> **Task prompt**
Nothing should differ between your output and the entries below.

*** Opening Exercise input ***

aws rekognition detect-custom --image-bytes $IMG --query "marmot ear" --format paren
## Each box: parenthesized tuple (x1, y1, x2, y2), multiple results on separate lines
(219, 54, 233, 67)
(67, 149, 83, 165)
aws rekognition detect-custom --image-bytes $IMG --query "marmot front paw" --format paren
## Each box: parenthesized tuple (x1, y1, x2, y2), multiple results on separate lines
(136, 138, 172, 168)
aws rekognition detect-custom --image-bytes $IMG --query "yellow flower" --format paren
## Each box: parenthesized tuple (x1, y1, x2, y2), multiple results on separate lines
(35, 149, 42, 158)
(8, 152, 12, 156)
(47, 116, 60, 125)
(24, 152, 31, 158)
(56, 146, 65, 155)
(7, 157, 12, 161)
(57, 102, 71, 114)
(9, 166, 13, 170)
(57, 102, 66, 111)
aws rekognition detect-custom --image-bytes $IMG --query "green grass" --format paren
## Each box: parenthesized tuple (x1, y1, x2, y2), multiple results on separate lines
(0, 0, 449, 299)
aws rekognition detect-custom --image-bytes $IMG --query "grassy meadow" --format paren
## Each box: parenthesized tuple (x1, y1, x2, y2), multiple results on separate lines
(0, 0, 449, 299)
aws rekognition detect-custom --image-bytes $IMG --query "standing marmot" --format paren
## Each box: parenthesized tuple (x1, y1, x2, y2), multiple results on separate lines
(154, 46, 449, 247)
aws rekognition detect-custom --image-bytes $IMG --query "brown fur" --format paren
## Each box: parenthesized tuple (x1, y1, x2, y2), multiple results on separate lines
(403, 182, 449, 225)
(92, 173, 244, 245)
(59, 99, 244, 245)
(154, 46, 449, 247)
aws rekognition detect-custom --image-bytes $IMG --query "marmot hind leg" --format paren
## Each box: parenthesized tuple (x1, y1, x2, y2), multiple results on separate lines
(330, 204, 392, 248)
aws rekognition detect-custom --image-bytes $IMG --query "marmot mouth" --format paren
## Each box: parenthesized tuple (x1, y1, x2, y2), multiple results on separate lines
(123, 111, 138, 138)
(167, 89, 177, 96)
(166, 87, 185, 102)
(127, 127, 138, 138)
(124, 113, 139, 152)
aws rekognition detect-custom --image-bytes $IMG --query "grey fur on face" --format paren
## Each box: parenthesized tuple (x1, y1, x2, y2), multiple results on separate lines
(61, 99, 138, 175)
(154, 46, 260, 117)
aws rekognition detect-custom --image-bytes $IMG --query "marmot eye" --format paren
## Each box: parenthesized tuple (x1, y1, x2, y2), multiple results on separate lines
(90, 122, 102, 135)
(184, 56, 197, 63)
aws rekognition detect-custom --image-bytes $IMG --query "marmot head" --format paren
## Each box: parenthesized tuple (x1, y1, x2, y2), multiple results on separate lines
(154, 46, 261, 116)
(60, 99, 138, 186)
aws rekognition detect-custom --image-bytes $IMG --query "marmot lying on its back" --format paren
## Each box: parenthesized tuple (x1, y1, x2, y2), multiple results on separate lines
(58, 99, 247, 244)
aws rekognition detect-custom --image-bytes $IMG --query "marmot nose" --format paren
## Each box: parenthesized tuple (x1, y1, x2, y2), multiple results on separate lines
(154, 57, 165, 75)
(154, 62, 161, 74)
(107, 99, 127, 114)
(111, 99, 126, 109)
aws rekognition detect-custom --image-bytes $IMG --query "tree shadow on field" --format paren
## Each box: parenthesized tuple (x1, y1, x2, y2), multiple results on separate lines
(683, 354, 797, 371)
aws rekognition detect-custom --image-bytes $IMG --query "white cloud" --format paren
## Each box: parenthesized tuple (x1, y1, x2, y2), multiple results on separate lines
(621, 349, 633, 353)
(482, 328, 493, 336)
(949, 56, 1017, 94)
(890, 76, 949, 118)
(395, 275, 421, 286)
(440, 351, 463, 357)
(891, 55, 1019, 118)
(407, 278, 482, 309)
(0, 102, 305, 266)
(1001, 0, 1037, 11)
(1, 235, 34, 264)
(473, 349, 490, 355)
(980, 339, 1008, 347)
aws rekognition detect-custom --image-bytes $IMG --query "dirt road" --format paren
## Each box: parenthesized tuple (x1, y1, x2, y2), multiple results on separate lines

*** Closing Exercise input ***

> **Result of this exercise**
aws rekognition detect-custom --image-bytes $IMG --query "marmot ear" --format paren
## Each box: parenthesized tuple (x1, y1, x2, y2), multiple results on separate lines
(219, 54, 233, 67)
(67, 149, 83, 165)
aws rekognition detect-custom --image-bytes $IMG --query "marmot front paw" --format paren
## Each box: parenthesized tuple (x1, y1, x2, y2), multiple results on separate lines
(136, 138, 172, 168)
aws rekognition detect-custom --image-bytes $IMG --query "yellow flower" --format paren
## Each box: parenthesized tuple (x1, y1, x2, y2), multiple results on separate lines
(35, 149, 42, 158)
(8, 152, 12, 156)
(47, 116, 60, 125)
(24, 152, 31, 158)
(56, 146, 65, 155)
(7, 157, 12, 161)
(57, 102, 71, 114)
(9, 166, 13, 170)
(57, 102, 66, 111)
aws rekognition detect-custom --image-bytes $IMG --query "green grass" --format paren
## Each box: parenthesized tuple (x1, y1, x2, y2), multiple results on separate lines
(0, 0, 449, 299)
aws rekognition detect-custom --image-bytes $IMG --query "grassy meadow" --format paren
## Each box: parenthesized tuple (x1, y1, x2, y2), multiple results on separate lines
(0, 0, 449, 299)
aws rekognition detect-custom --image-bytes $IMG --query "standing marmot" --format paren
## Each box: parenthesized tuple (x1, y1, x2, y2), multiple results on separate lines
(154, 46, 449, 247)
aws rekognition detect-custom --image-bytes $IMG --query "brown fur" --format paren
## Each box: parenthesized tuple (x1, y1, x2, y2), multiple results on separate lines
(403, 182, 449, 225)
(92, 173, 244, 245)
(59, 99, 244, 245)
(154, 46, 449, 247)
aws rekognition detect-custom --image-bytes $IMG --query "marmot hind leg" --format paren
## Each box: parenthesized tuple (x1, y1, x2, y2), multiple results on separate lines
(330, 204, 392, 248)
aws rekognition detect-custom --image-bytes $IMG --query "marmot mouth" --format paren
## Each box: parenthesized tuple (x1, y1, x2, y2), multiple results on separate lines
(123, 111, 138, 138)
(167, 89, 177, 96)
(166, 87, 185, 102)
(127, 127, 138, 138)
(124, 113, 139, 152)
aws rekognition detect-custom --image-bytes $IMG --query "grey fur on face" --format paren
## Each box: parenthesized tuple (x1, y1, x2, y2), multiple results on separate lines
(61, 99, 138, 175)
(154, 46, 260, 117)
aws rekognition detect-custom --image-bytes $IMG --query "marmot eye" --format paren
## Each box: parenthesized tuple (x1, y1, x2, y2), multiple results on separate lines
(90, 122, 102, 135)
(184, 56, 197, 63)
aws rekognition detect-custom --image-bytes $IMG --query "marmot head" --format paren
## Each box: parenthesized tuple (x1, y1, x2, y2), multiple results on separate lines
(154, 46, 261, 116)
(60, 99, 138, 186)
aws rekognition detect-custom --image-bytes $IMG --query "marmot lying on its back" --format paren
## Each box: parenthesized tuple (x1, y1, x2, y2), multiple results on separate lines
(58, 99, 247, 244)
aws rekognition detect-custom --image-bytes $IMG --query "marmot nose" --format paren
## Each box: parenthesized tuple (x1, y1, x2, y2), multiple results on separate lines
(154, 57, 165, 75)
(154, 62, 161, 74)
(107, 99, 127, 114)
(111, 99, 126, 109)
aws rekognition detect-custom --image-bytes $IMG --query "tree shadow on field" --format paren
## Each box: parenthesized tuple (x1, y1, x2, y2), multiple results on separate lines
(683, 354, 797, 371)
aws rekognition detect-custom --image-bytes $IMG --query "white cloud" --format paren
## Each box: parenthesized tuple (x1, y1, x2, y2), multiple results on separate lines
(621, 349, 633, 353)
(482, 328, 493, 336)
(949, 56, 1017, 94)
(890, 76, 949, 118)
(395, 275, 421, 286)
(440, 351, 463, 357)
(891, 55, 1019, 118)
(407, 278, 482, 309)
(0, 102, 305, 266)
(1001, 0, 1037, 11)
(1, 235, 34, 264)
(473, 349, 490, 355)
(980, 339, 1008, 347)
aws rekognition detect-custom --image-bytes $IMG --query "dirt road" --format paren
## Each box: parenthesized tuple (x1, y1, x2, y2), multiple results on separate lines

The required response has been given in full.